→ **Task**
Copy the entries exactly. Leave nothing out and add nothing.

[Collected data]
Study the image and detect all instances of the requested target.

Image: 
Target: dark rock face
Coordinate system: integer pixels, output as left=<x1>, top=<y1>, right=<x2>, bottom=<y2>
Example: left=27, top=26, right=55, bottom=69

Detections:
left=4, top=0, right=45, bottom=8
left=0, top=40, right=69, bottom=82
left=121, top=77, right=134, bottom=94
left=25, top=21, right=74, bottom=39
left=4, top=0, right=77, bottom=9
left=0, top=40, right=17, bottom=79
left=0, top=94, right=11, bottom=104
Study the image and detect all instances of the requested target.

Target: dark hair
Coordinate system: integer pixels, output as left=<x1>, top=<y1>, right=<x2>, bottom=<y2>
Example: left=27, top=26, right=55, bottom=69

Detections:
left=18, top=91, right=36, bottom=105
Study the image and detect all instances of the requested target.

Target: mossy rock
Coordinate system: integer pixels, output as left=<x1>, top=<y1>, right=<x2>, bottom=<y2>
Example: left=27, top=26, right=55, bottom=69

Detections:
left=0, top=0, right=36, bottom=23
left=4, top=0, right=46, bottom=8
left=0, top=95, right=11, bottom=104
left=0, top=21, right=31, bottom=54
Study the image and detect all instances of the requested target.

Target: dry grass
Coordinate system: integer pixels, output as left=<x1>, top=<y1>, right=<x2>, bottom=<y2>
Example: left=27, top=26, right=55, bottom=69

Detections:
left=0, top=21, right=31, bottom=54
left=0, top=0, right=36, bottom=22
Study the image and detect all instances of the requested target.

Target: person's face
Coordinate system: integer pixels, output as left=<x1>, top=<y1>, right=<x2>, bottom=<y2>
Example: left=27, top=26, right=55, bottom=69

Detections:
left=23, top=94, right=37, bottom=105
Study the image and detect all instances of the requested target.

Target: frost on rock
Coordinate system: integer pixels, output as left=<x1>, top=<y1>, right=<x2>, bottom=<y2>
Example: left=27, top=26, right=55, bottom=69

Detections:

→ **Task result**
Study the image and detect all instances of the requested target.

Image: 
Target: dark rock face
Coordinate system: integer pixels, output as left=<x1>, top=<y1>, right=<x2>, bottom=<y2>
Example: left=27, top=26, right=55, bottom=69

Detections:
left=4, top=0, right=45, bottom=8
left=0, top=40, right=69, bottom=82
left=121, top=77, right=134, bottom=94
left=25, top=21, right=74, bottom=39
left=4, top=0, right=77, bottom=9
left=0, top=40, right=17, bottom=79
left=0, top=94, right=11, bottom=104
Study the image and detect all instances of the requested target.

Target: dark hair
Coordinate system: integer pixels, output as left=<x1>, top=<y1>, right=<x2>, bottom=<y2>
Example: left=27, top=26, right=55, bottom=69

Detections:
left=18, top=91, right=36, bottom=105
Study the image and detect all instances of the requested target.

Target: mossy rock
Coordinate system: integer pixels, output as left=<x1>, top=<y1>, right=<x2>, bottom=<y2>
Example: left=27, top=26, right=55, bottom=69

Detections:
left=0, top=0, right=36, bottom=23
left=4, top=0, right=46, bottom=8
left=0, top=95, right=11, bottom=104
left=0, top=21, right=31, bottom=54
Study the image and detect all instances of the requested target.

Target: dry grass
Coordinate system: integer pixels, output as left=<x1>, top=<y1>, right=<x2>, bottom=<y2>
Example: left=27, top=26, right=55, bottom=69

Detections:
left=0, top=21, right=31, bottom=54
left=0, top=0, right=36, bottom=22
Study the image and detect all instances of the requested target.

Target: person's face
Coordinate system: integer pixels, output as left=<x1>, top=<y1>, right=<x2>, bottom=<y2>
Example: left=27, top=26, right=55, bottom=69

Detections:
left=23, top=94, right=37, bottom=105
Study the image and detect all instances of the requested target.

Target: frost on rock
Coordinate system: integer pixels, output as left=<x1>, top=<y1>, right=<x2>, bottom=<y2>
Example: left=27, top=26, right=55, bottom=69

Detections:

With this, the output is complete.